The United States (US)-led world order that has prevailed for the past few decades is being contested by rival powers such as China. A crucial aspect of great power competition is economic statecraft and China is skilfully fusing various aspects of its economic diplomacy and financial strength to undermine the US and its allies. China’s rise occurs in a specific context: the looming challenge of a more decentralised global economy marked by non-state actors and alternative currencies. Maintaining the US’ dollar dominance has emerged as a key plank of Washington’s overall grand strategy toward China, but the West still needs to collectively develop a coherent strategy for economic statecraft. This Policy Brief outlines and analyses the prevailing global economic context, the counter-order being developed by China and the growing importance of geo-economics for Western countries. 

CSDS Policy Brief, 2023, Vol. 12 (written with J. Alexander Thew, Frank Finelli and Mickey P. Strasser)

> _Task instructions_
(A) Copy the policy brief summary from "The United States" through "for Western countries.", inclusive, substituting "strategic rivalry" for "great power competition".
(B) Answer these questions using the policy brief summary:
(i) Which rival power does it name as contesting the US-led world order?
(ii) What has emerged as a key plank of Washington's grand strategy toward China?
(iii) In what year was the brief published?

> _Dataset content_
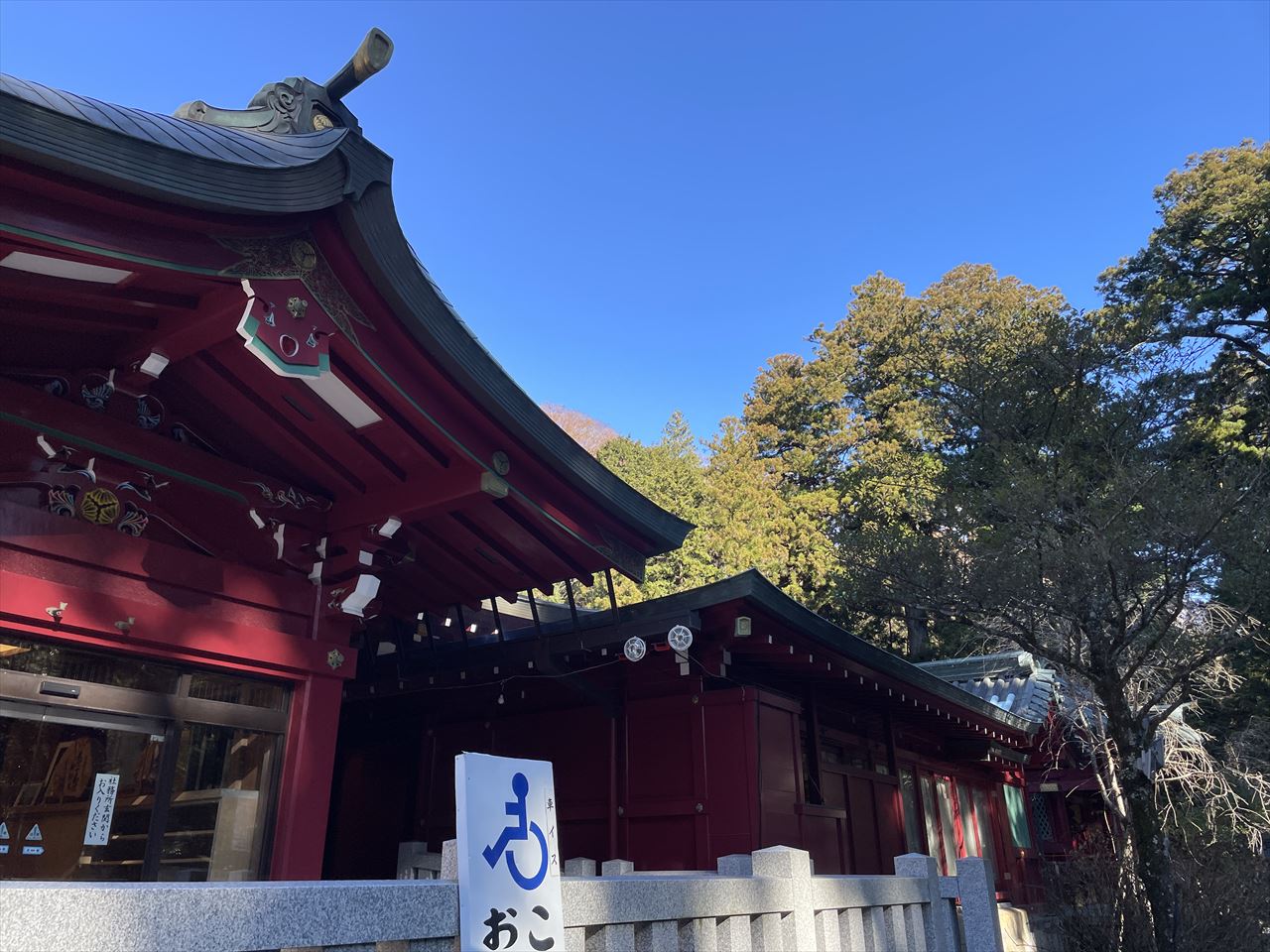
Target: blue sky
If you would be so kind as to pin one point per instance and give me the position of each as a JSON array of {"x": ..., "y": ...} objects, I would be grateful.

> _Solutions by task_
(A)
The United States (US)-led world order that has prevailed for the past few decades is being contested by rival powers such as China. A crucial aspect of strategic rivalry is economic statecraft and China is skilfully fusing various aspects of its economic diplomacy and financial strength to undermine the US and its allies. China’s rise occurs in a specific context: the looming challenge of a more decentralised global economy marked by non-state actors and alternative currencies. Maintaining the US’ dollar dominance has emerged as a key plank of Washington’s overall grand strategy toward China, but the West still needs to collectively develop a coherent strategy for economic statecraft. This Policy Brief outlines and analyses the prevailing global economic context, the counter-order being developed by China and the growing importance of geo-economics for Western countries.

(B)
(i) China
(ii) Maintaining the US' dollar dominance
(iii) 2023